--- start Provided passage ---
1. FBref Data Extraction
   └─> Multiple stat tables (standard, passing, defense, etc.)

2. Data Transformation
   ├─> Flatten column names (MultiIndex → snake_case)
   ├─> Merge tables on (league, season, team, player)
   └─> Clean and filter (position buckets, minimum minutes)

3. Feature Engineering
   ├─> Calculate per-90 metrics
   ├─> Compute percentages and rates
   └─> Generate percentile rankings (by league/season/position)

4. Role Scoring
   ├─> Apply must-have filters
   ├─> Calculate weighted scores from percentiles
   └─> Generate role eligibility flags

5. Analytics
   ├─> Build comparables (cosine similarity)
   ├─> Generate shortlists (ranked by score)
   └─> Compute risk flags and sub-scores

6. Data Marts
   ├─> Create dimension tables (players, teams)
--- end Provided passage ---
--- start Listed records ---
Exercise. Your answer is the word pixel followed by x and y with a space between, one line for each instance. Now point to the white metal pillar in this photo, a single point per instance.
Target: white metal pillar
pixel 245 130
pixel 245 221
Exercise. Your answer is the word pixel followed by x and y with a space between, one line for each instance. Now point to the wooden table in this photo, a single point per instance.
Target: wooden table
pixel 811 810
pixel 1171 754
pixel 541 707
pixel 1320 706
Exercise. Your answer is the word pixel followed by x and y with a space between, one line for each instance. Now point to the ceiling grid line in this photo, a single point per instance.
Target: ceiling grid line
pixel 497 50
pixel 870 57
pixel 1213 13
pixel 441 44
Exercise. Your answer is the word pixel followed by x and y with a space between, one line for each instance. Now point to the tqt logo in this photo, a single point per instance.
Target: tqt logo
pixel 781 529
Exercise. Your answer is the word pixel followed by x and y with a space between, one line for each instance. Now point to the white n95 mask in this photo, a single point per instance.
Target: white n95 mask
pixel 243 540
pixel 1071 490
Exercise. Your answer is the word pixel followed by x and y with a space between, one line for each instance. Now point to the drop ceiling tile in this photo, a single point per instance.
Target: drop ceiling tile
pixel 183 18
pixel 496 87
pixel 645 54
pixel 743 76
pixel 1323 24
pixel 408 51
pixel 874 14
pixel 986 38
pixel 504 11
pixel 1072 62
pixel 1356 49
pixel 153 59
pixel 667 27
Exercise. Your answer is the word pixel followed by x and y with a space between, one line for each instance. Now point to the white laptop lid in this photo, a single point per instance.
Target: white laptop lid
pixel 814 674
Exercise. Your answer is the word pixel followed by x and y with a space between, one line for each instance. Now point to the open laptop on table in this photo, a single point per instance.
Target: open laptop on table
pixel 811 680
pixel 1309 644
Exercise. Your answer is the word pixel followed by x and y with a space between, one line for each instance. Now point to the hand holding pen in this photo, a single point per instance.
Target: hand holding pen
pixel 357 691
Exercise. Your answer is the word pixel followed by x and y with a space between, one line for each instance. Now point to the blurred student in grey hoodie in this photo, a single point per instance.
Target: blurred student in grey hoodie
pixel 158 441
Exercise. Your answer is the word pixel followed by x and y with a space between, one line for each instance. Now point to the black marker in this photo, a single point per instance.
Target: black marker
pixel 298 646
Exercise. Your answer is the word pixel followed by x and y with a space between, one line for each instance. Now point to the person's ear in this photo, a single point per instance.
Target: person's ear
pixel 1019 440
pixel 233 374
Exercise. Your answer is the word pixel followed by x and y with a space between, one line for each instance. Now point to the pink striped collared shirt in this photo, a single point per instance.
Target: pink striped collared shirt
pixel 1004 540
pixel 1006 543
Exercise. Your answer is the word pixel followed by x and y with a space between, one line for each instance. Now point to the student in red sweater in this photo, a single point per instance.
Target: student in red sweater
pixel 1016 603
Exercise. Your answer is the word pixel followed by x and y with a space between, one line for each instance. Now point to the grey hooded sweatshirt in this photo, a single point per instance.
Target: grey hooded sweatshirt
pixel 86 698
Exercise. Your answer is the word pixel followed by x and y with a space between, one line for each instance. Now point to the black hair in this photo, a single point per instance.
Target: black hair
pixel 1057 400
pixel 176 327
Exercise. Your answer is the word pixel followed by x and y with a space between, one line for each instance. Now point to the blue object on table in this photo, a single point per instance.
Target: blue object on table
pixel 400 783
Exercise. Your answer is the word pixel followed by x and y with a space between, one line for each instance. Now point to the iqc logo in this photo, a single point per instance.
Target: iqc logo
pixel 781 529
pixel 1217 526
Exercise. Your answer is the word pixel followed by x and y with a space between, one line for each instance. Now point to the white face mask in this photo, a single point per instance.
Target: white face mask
--- end Listed records ---
• _Task set_:
[a] In the pipeline outline, what measure is used to build comparables?
[b] Write out the part of the pipeline outline that begins with the words containing "2. Data Transformation" and ends with "rankings (by league/season/position)".

• _Responses to the exercise_:
[a] Cosine similarity.

[b]
2. Data Transformation
   ├─> Flatten column names (MultiIndex → snake_case)
   ├─> Merge tables on (league, season, team, player)
   └─> Clean and filter (position buckets, minimum minutes)

3. Feature Engineering
   ├─> Calculate per-90 metrics
   ├─> Compute percentages and rates
   └─> Generate percentile rankings (by league/season/position)